▶ Fragmento seleccionado:
***

Así como el 18 de octubre marca un antes y un después en la política chilena, el 15 de julio también. Poco importa cómo siga este proyecto, el hecho político ya está instalado.
La discusión en la Cámara no fue cómo ayudar de mejor forma a la clase media en momentos difíciles. La discusión fue cómo empezar a desmontar el modelo que nos ha regido durante los últimos 30 años. El nivel de la argumentación, la ausencia de racionalidad y la farandulización del espectáculo hizo que se abriera un nuevo capítulo en la política chilena. Y desde ya se pueden constatar tres hechos sintomáticos.
En primer lugar, el vaciamiento del centro. Decir que la sociedad se ha polarizado parece una obviedad, pero en la discusión del miércoles eso quedó demostrado. Ya ni siquiera existen los “matices” con los que la Democracia Cristiana navegó hace algunos años. En la oposición, se hizo indistinguible la argumentación de un democratacristiano con la de un comunista.
En segundo lugar —y tal vez es lo más peligroso— es el rompimiento de la centroizquierda con sus técnicos (economistas y constitucionalistas). Prácticamente todos dijeron lo malo del proyecto, lo ilegal, pero ninguno fue escuchado. La tecnocracia pasó a ser una molestia más.

***

▶ Datos mostrados:

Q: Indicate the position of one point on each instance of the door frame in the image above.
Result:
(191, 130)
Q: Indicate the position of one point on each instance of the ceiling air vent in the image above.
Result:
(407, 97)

***

▶ Problema planteado A:
Resume en menos palabras el párrafo del fragmento sobre la política chilena que empieza con "En primer lugar, el vaciamiento del centro" y conserva sus hechos principales.
▶ Problema planteado B:
Enumera los factores que, según el fragmento sobre la política chilena, hicieron que se abriera un nuevo capítulo en esa política.
▶ Problema planteado C:
Por favor, continúa el fragmento sobre la política chilena a partir de su última oración.

▶ Resultado esperado A:
El centro político se ha vaciado. La polarización de la sociedad, que parece obvia, quedó demostrada en la discusión del miércoles. Ya no existen los "matices" con los que la Democracia Cristiana navegó hace algunos años, y en la oposición la argumentación de un democratacristiano fue indistinguible de la de un comunista.

▶ Resultado esperado B:
- El nivel de la argumentación
- La ausencia de racionalidad
- La farandulización del espectáculo

▶ Resultado esperado C:
En tercer lugar, la amenaza de la violencia. El día anterior a la votación se produjeron una serie de hechos violentos no espontáneos. Se trató de grupos pequeños, organizados por alguien. El miércoles muchos decían para callado y otros con desparpajo, que si no se aprobaba el proyecto “va a quedar la cagá”. Este mismo guion se puede repetir en los próximos meses donde “la bolsa o la vida” puede terminar secuestrando la democracia. Y, como si nada hubiéramos aprendido, nuevamente la reacción de la oposición fue “condenando, pero…”, paradójicamente usando la misma lógica que utilizó la dictadura para justificar la violencia: el contexto.
Así, el vaciamiento del centro, el rompimiento con los técnicos y la amenaza de la violencia configuran el nuevo cuadro de la política chilena, donde la Constitución da lo mismo y donde los números son detalles. A ello se ha sumado un cada vez mayor número de congresistas de derecha, quienes presos de querer “sintonizar” con la población, coquetean con fórmulas peronistas-populistas.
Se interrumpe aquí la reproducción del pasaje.